___ Items ___

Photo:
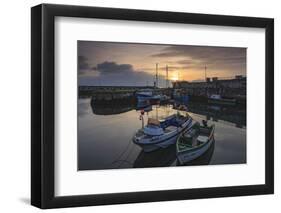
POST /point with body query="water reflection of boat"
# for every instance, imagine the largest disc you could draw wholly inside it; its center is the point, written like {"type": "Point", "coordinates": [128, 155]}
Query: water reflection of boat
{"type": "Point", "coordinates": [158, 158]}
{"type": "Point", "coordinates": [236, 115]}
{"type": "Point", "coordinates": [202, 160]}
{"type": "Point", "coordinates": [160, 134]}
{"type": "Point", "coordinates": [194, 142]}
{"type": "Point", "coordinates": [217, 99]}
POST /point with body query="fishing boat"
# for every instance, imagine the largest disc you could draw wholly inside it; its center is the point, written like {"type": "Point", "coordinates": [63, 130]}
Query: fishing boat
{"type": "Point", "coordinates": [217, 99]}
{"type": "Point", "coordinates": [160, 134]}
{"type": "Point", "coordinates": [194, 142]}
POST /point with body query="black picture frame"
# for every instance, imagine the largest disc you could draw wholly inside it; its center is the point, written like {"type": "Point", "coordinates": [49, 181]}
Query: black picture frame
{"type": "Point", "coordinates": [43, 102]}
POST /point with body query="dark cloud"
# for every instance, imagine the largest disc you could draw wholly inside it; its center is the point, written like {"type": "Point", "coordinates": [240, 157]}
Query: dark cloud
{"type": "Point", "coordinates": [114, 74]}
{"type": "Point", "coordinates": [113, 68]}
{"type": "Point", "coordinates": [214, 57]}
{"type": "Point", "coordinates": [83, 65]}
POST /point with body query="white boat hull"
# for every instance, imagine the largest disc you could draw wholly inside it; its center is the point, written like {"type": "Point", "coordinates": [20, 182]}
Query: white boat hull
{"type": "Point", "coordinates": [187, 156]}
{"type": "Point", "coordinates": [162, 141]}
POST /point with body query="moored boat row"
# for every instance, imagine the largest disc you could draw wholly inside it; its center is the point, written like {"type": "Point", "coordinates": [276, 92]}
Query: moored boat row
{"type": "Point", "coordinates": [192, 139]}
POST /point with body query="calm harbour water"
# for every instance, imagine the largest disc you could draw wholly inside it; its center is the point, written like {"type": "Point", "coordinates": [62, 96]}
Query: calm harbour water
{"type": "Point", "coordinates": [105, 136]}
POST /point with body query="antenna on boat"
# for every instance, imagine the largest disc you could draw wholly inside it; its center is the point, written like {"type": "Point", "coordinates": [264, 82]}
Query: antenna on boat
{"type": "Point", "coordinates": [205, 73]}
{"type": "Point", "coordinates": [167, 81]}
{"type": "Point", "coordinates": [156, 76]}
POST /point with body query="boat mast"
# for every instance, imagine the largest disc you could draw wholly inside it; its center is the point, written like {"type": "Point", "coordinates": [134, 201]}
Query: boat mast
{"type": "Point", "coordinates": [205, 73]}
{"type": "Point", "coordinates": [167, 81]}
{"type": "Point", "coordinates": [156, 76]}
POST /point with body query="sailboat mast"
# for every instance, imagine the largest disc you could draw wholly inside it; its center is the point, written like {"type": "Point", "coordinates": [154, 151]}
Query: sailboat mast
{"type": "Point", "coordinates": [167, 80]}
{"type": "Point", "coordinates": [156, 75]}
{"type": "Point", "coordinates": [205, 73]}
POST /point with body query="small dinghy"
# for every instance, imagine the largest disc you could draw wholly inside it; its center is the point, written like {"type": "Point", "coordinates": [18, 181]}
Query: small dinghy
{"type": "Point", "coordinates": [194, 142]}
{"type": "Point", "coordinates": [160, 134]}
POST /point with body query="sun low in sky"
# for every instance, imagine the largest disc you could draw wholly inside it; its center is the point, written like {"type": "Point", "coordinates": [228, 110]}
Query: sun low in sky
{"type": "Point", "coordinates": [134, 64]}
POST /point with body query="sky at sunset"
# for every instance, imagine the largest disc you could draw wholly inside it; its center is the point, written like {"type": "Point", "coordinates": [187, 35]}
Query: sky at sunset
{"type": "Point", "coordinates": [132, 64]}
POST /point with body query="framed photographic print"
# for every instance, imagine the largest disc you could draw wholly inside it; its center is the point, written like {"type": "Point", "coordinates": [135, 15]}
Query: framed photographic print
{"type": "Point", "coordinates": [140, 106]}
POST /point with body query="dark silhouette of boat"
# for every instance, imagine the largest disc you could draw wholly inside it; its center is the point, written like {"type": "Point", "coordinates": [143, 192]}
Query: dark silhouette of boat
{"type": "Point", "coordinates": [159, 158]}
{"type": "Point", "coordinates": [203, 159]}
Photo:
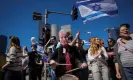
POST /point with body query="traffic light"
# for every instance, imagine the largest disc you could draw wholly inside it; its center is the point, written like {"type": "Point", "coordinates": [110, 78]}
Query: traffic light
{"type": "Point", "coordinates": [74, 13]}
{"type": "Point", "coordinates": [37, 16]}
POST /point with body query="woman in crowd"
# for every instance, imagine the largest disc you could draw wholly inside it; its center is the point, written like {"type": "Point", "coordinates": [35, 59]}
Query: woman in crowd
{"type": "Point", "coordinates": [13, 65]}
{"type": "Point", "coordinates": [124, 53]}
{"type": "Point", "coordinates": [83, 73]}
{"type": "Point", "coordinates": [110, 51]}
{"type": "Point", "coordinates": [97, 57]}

___
___ Items ___

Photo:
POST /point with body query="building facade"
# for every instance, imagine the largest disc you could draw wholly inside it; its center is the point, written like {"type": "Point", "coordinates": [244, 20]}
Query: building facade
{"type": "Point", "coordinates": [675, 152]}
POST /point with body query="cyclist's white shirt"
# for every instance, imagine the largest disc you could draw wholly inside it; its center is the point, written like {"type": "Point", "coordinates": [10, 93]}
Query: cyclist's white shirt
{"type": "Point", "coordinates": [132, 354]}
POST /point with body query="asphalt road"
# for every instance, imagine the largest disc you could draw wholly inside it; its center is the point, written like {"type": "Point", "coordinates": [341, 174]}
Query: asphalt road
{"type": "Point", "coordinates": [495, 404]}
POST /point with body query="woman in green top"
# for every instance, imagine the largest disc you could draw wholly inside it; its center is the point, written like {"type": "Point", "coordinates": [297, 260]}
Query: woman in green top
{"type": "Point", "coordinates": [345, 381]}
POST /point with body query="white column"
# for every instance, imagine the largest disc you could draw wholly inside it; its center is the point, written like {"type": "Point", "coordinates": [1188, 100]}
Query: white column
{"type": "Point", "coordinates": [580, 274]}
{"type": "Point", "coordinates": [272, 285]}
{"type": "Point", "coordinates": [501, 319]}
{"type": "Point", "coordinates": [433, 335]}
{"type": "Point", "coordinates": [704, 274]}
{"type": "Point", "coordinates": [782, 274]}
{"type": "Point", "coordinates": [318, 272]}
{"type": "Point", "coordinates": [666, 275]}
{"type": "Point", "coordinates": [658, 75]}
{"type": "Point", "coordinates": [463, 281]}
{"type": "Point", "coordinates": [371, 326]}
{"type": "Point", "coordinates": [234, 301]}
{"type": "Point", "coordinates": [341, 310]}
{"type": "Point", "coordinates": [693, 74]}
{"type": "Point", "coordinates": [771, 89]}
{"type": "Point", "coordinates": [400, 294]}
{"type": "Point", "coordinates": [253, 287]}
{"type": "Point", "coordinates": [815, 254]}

___

Gather every line of the material above that contains the string "antenna", copying each one in full. The match is case-sensitive.

Response to the exercise:
POST /point with body query="antenna on boat"
Query: antenna on boat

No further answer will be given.